» 本文抜粋:
□ □ □ □ □
製品ラインを簡単に拡張することができる:ブランド エクイティが高ければ、顧客はその製品を発売している企業との取引を継続し、最新の製品やサービスをいち早く試す可能性が高くなります。製品開発の段階で顧客コミュニティに試用を依頼したり、直接市場に投入して顧客に購入してもらうことも可能です。
企業としての影響力が拡大する:収益が増え、市場での優位性が高まると、市場への強力な影響力を持てるようになります。その高いブランド力を利用して、新たなパートナーシップを構築したり、より良い仕入れ価格を探したり、他の大手ブランドと「肩を並べる」価値があると認められたりします。これは、他の方法では利用できないコラボレーション、ビジネスベンチャー、または投資の機会への扉を開く可能性があります。
ブランド エクイティのプラスとマイナスの企業例
製品・サービスによっては、ブランド認知はポジティブとネガティブの間を行き来し、それに対応したポジティブまたはネガティブな行動や価値観が生まれます。
ザ・ コカ コーラ カンパニー
コカ コーラのブランド価値は推定838億ドルで、キューバと北朝鮮を除く世界のすべての国で販売されています。過去の製品では、若年層向けにラベルのパーソナライゼーションを提供し、クリスマスを迎えるために赤いスーツを着たサンタを起用したクリスマス広告を作成し、過去のキャッチフレーズはポジティブな体験を強調しているなど、常に顧客の生活に合わせて適応しています。”Make it real” (2005), “Open happiness” (2009), “Taste the feeling” (2016)など、ポジティブな体験を強調するキャッチフレーズを発表しています。
ブランド エクイティが優れているということは、顧客がそのブランドを十分に信頼して新製品を試してくれるという確信のもとに、企業はそのブランド内で製品ラインナップを増やすことができます。コカコーラは、製品の拡大を通じてこれを実現し、今日では 20 以上のブランドを所有しています。
WW(旧ウェイトウォッチャーズ)
ポジティブな変化を起こそうとしたときに、反発や否定的な意見に直面した企業の例もあります。
2008 年、当時 ウエイトウォッチャーズ と呼ばれていたこのダイエット会社は、一般的な健康やセルフケアに焦点を当てようと、社名から「ウエイト(体重)」という言葉を削除し、「Wellness that works」というキャッチフレーズを加えてリブランディングを行いました。
□ □ □ □ □
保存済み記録

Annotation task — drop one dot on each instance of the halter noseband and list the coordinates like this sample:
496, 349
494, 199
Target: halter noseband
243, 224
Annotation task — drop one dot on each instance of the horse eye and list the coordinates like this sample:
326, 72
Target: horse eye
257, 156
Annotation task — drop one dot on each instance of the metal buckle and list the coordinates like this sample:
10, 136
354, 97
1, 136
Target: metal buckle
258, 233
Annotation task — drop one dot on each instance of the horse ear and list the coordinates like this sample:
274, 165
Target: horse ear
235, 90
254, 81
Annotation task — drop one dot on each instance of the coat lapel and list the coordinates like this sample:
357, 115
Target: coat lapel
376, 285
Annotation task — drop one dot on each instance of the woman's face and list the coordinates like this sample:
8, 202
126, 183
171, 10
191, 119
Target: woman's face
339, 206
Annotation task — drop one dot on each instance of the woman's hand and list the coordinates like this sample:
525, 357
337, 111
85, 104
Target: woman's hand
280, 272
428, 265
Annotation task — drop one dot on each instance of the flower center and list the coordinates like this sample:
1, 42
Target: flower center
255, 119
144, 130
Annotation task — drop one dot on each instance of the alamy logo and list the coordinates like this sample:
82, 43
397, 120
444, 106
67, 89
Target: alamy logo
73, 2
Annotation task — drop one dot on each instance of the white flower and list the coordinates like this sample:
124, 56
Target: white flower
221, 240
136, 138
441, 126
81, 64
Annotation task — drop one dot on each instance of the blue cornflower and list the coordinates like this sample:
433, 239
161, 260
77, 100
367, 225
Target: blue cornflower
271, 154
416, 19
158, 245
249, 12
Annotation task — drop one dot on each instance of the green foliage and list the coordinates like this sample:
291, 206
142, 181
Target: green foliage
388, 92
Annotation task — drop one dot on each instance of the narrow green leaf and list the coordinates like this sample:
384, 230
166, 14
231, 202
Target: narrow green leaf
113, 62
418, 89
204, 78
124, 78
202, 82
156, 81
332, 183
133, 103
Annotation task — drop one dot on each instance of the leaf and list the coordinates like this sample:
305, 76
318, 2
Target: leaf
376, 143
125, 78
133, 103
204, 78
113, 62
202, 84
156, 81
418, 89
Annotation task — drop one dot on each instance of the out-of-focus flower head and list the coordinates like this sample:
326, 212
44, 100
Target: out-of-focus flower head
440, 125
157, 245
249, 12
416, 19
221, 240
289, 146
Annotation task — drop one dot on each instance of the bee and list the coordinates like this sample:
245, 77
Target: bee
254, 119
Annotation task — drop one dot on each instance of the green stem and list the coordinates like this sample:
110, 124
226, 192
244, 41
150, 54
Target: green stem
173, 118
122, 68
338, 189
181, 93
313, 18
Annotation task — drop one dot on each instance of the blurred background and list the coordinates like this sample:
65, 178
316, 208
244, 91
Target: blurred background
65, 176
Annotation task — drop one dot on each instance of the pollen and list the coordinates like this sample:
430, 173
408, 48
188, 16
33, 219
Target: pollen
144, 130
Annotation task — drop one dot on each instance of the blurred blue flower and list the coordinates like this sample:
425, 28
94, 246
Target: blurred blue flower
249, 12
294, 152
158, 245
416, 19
□ □ □ □ □
» 指示事項:
a) 記録の中から、文字列「leaf」を含む行をすべて列挙してください。
b) ブランド エクイティを扱った本文抜粋について、最後の文の後に続く内容を書いてください。

» 課題への回答:
a)
Annotation task — drop one dot on each instance of the narrow green leaf and list the coordinates like this sample:
Target: narrow green leaf
Annotation task — drop one dot on each instance of the leaf and list the coordinates like this sample:
Target: leaf

b)
この変化は時代の変化に対応するものだった一方で、その変化に対する反発から顧客エクスペリエンスがマイナスになり、株価も下落しました。失われたブランド再認度を回復するために、WWはアプローチを変え、「Weight Watchers Reimagined」となりました。
ブランド エクイティの測定方法
ブランド エクイティには、財務指標、強み指標、消費者指標の3種類があり、これらをトラッキングする必要があります。
- 財務指標:経営幹部は、ブランドが健全であることを確認するために、常に黒字の貸借対照表を見たいと思うでしょう。データから、市場シェア、収益性、売上、価格、成長率、顧客維持コスト、新規顧客獲得コスト、ブランディング投資などを推定することができるはずです。確かな財務指標のデータを使って、ブランドがビジネスにとっていかに重要であるかを示し、成長を続けるためのより高いマーケティング予算を確保することができるのです。
- 強さの指標:強いブランドは、変化にもかかわらず生き残る可能性が高く、より多くのブランドエクイティを提供します。ブランドの認知度や知識、手に入りやすさ、顧客ロイヤルティ、保持力、ライセンス発行の可能性、そしてブランドの「話題性」を追跡する必要があります。また、ソーシャルメディアを監視し、一般の人々に対して調査を行い、ブランドがどのように知られ、愛されているかを把握する必要もあります。
- 消費者指標:ブランドを構築するのは企業ではなく、顧客です。消費者の購買行動やブランドに対する感情を追跡することが重要です。調査やソーシャルメディアのモニタリングを通じて、ブランドの関連性、感情的なつながり、価値、ブランド認知を追跡・測定します。特に、オープンテキストのコメントを解釈できる適切なテキスト分析ソフトウェアは、センチメントや提案を収集するのに有効です。
ブランド エクイティの構築方法
ブランド・エクイティとは、企業にとってのブランドの価値のことです。これは、しっかりと確立された評判の良いブランドは、一般的な同等品よりも成功するという考えに基づいています。これは、顧客の認識に基づいています。顧客は、自分が認識し、信頼する製品を購入する傾向があります。顧客が認識し、深い心理的な結びつきを感じるほどブランドが認知され、信頼されている場合、ブランド・エクイティは実に貴重なものとなります。
ここでは、ブランド エクイティを構築するための4つの戦略をご紹介します。
1.ブランドの認知度向上
顧客が商品やサービスを探しているときに、ブランド アイデンティティを認識し、発売側の意図したとおりに受け止めてもらえるようにすることが必要です。そのためには、以下のような方法があります。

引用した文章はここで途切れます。